DO THIS |
Format each line of the data below as a row in a Markdown table with the columns "Row" and "Line", numbering the rows and skipping blank lines. Leave any pictures out of the table.

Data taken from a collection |
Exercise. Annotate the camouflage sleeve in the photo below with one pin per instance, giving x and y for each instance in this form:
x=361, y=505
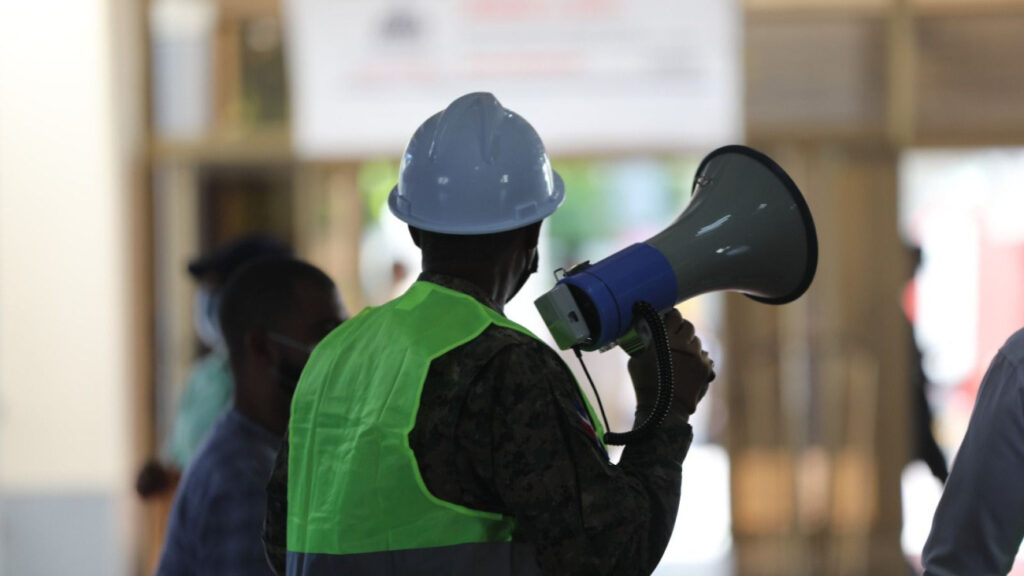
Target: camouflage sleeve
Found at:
x=275, y=523
x=584, y=515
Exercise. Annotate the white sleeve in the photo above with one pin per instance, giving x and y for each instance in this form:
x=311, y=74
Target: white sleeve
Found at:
x=979, y=522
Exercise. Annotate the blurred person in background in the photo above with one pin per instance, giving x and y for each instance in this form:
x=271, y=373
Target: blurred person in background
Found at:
x=926, y=448
x=208, y=389
x=272, y=314
x=434, y=436
x=979, y=523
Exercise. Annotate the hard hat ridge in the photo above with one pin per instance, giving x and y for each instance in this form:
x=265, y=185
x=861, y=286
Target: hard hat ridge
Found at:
x=475, y=168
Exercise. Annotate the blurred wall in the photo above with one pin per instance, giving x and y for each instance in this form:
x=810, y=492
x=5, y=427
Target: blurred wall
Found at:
x=64, y=289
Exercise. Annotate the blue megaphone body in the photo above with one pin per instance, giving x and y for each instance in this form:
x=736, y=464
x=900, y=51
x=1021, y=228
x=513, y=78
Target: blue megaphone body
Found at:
x=747, y=229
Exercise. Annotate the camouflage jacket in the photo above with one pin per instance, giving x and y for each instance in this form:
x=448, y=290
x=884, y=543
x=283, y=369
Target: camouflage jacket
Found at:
x=502, y=427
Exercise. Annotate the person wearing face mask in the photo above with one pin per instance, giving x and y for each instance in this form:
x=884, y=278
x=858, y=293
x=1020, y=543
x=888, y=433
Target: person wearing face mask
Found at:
x=272, y=314
x=432, y=435
x=208, y=388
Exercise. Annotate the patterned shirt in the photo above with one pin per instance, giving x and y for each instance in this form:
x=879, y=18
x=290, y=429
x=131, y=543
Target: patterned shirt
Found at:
x=502, y=427
x=207, y=396
x=218, y=511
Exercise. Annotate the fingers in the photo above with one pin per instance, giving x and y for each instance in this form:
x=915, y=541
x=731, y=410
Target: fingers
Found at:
x=676, y=326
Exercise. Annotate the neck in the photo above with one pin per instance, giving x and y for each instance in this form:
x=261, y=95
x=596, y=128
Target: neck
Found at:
x=264, y=412
x=489, y=280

WRITTEN RESPONSE |
| Row | Line |
|---|---|
| 1 | Exercise. Annotate the camouflage sleeve in the photo below with one pin per instance, giving x and y for each instance in this form: |
| 2 | x=361, y=505 |
| 3 | Target: camouflage sleeve |
| 4 | Found at: |
| 5 | x=275, y=523 |
| 6 | x=584, y=515 |
| 7 | Exercise. Annotate the white sleeve in the photo above with one pin per instance, giving x and y for each instance in this form: |
| 8 | x=311, y=74 |
| 9 | Target: white sleeve |
| 10 | Found at: |
| 11 | x=979, y=522 |
| 12 | Exercise. Annotate the blurred person in background in the photo above with one pin per instance, giving x and y for each instance in this form: |
| 13 | x=271, y=373 |
| 14 | Target: blurred person in background |
| 15 | Found at: |
| 16 | x=926, y=448 |
| 17 | x=208, y=389 |
| 18 | x=272, y=314 |
| 19 | x=434, y=436 |
| 20 | x=979, y=523 |
| 21 | Exercise. Annotate the hard hat ridge in the photo above with one pin per instance, giving x and y for each instance in this form: |
| 22 | x=265, y=185 |
| 23 | x=861, y=286 |
| 24 | Target: hard hat ridge |
| 25 | Found at: |
| 26 | x=475, y=168 |
| 27 | Exercise. Annotate the blurred wall in the photo above with one pin per instance, giving x and y for each instance in this form: |
| 28 | x=810, y=492 |
| 29 | x=5, y=427 |
| 30 | Target: blurred wall |
| 31 | Found at: |
| 32 | x=64, y=289 |
| 33 | Exercise. Annotate the blue megaphone body in the photo above with one pin per instance, giving x and y for each instance in this form: |
| 34 | x=736, y=464 |
| 35 | x=900, y=51 |
| 36 | x=1021, y=228 |
| 37 | x=513, y=78 |
| 38 | Target: blue megaphone body |
| 39 | Found at: |
| 40 | x=747, y=229 |
| 41 | Exercise. Annotate the camouflage jacket in the photo above with one pin per instance, giving x and y for each instance in this form: |
| 42 | x=448, y=290 |
| 43 | x=884, y=543 |
| 44 | x=283, y=369 |
| 45 | Target: camouflage jacket |
| 46 | Found at: |
| 47 | x=502, y=427 |
| 48 | Exercise. Annotate the person wearing face mask in the photo above with one pin per instance, giving x and y for each instance in this form: |
| 49 | x=884, y=278 |
| 50 | x=858, y=293 |
| 51 | x=1020, y=543 |
| 52 | x=888, y=433 |
| 53 | Target: person wearing face mask |
| 54 | Found at: |
| 55 | x=272, y=314 |
| 56 | x=432, y=435 |
| 57 | x=208, y=388 |
| 58 | Exercise. Annotate the patterned shirt in the photo above with one pin per instance, giving x and y for each instance in this form: |
| 59 | x=879, y=18 |
| 60 | x=290, y=429 |
| 61 | x=131, y=543 |
| 62 | Target: patterned shirt |
| 63 | Found at: |
| 64 | x=502, y=427 |
| 65 | x=207, y=396 |
| 66 | x=218, y=511 |
| 67 | Exercise. Annotate the fingers in the photo above with one pin per instance, giving x and y for each instance in this form: |
| 68 | x=915, y=541 |
| 69 | x=731, y=410 |
| 70 | Target: fingers |
| 71 | Found at: |
| 72 | x=676, y=326 |
| 73 | Exercise. Annotate the neck in the photo above with one pin per instance, giving x and y for each instance in this form: |
| 74 | x=261, y=95 |
| 75 | x=596, y=128 |
| 76 | Target: neck |
| 77 | Found at: |
| 78 | x=264, y=412 |
| 79 | x=489, y=280 |